[Point-per-instance localization data]
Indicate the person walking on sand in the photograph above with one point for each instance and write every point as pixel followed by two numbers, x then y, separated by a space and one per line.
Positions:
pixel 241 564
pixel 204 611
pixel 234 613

## What you should do
Please write out each entry shown above exactly as given.

## The answer
Indicate the person walking on sand in the photograph above with one point for each instance and write every point as pixel followed by two numbers, x then y, separated by a space and one per line.
Positions:
pixel 241 564
pixel 204 611
pixel 234 613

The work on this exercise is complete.